By Kate Davidson
Federal Reserve and Treasury Department officials in August 2011
had privately formalized a plan to make on-time payments on
Treasury debt and delay paying other government bills if Congress
and the White House failed to reach an agreement to raise the
federal borrowing limit, according to transcripts of a central bank
meeting released Thursday.
The transcripts provide the most detailed description yet from
any government agency of what officials were prepared to do in the
event of a debt-limit breach.
At the time, Obama administration officials were warning the
Treasury would run out of cash to pay all the government's bills if
Congress failed to lift the debt ceiling.
Republicans were pressing the Treasury to prioritize payments to
bondholders to avoid a default on U.S. government securities, a
linchpin of global markets. But Treasury officials said
prioritizing principal and interest payments while missing payments
on other obligations -- such as Social Security checks, veteran
benefits and other vendor bills -- was "simply default by another
name," and thus an "unacceptable outcome."
The issue was of great concern then to investors around the
world, and could be again this year as Congress faces another debt
ceiling deadline on March 15.
The prospect that the U.S. government might fail to make bond
payments had roiled financial markets when Fed officials held an
emergency conference call on Aug. 1, 2011, just after congressional
leaders announced a deal to raise the debt limit.
Transcripts from the call show the Fed -- acting as the
Treasury's fiscal agent and at its direction -- was prepared to
keep making principal and interest payments on time, and delay
other payments as necessary, if the deal fell through and the debt
limit wasn't raised in time.
Louise Roseman, the director of the Fed's division of reserve
bank operations and payment systems at the time, told Fed officials
that the central bank, its regional reserve banks and the Treasury
had jointly developed and codified the procedures into a "special
operating circular, " which it planned to issue to banks if
Congress failed to strike a timely agreement. The plan was
"approved by the Treasury as reflecting what it would like the
Reserve Banks to do as its fiscal agents if it ever came to that,"
she said.
The Fed released the transcripts from its 2011 meetings on
Thursday under its customary five-year lag.
Ms. Roseman said the Treasury planned to ensure it would be able
to make the interest payments "by holding back other government
payments and accumulating sufficient cash balances in its Fed
account to pay upcoming coupon payments."
"The implication of this approach would be that the Treasury
would be delaying non-[principal and interest] payments even on
days when it may have ample balances in its Fed account to have
been able to make those payments if it had so chosen," she said.
"Instead, the Treasury would be conserving that cash to be able to
ensure that it would be able to pay future-dated interest
payments."
Ms. Roseman said the Treasury wouldn't submit any payments to
the Fed's regional reserve banks unless it was sure it would have
sufficient balances to settle the transactions on the settlement
dates.

# TASK TO CARRY OUT
Continue the news article about the Federal Reserve and Treasury's 2011 debt-limit payment plan, starting after its final sentence.

# DATASET CONTENT
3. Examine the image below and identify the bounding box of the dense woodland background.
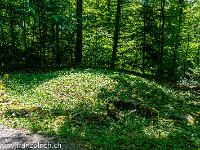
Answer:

# ANSWER TO THE EXERCISE
The release of the transcripts could complicate efforts to
negotiate the next debt-limit increase ahead of the March 15
deadline. Congressional Republicans had repeatedly called on the
Treasury to prioritize payments ahead of the 2011 deadline, as well
as other categories of federal spending.
In the years since the showdown, administration officials have
acknowledged that they conferred with the New York Fed and
determined that prioritizing such payments was technologically
possible. But they warned such a move "would be entirely
experimental and create unacceptable risk to both domestic and
global financial markets."
Treasury officials told government watchdogs that they
determined the "least harmful option" available in 2011 was to
delay all payments until they could all be made on a day-by-day
basis.
According to the inspector general's report, the Treasury said
that, because Congress has never provided guidance on how to
prioritize payments, its systems are designed to make each payment
in the order it comes due.
"Treasury officials determined that there is no fair or sensible
way to pick and choose among the many bills that come due every
day," the report said.
The Fed transcripts released Thursday suggest that, at the end
of the day, officials were prepared to prioritize principal and
interest payments on bonds, though Ms. Roseman acknowledged the
plans were fluid and had only been finalized the prior Friday, July
29.
Contingency planning for such a default "had been under way for
months," she said, but the plan had changed substantially over the
previous week or two, in part because "it was only recently that
senior policymakers, here at the board and at the Treasury and
elsewhere, paid very serious attention to what the procedures would
be, and questioned, perhaps, whether that was the appropriate
approach."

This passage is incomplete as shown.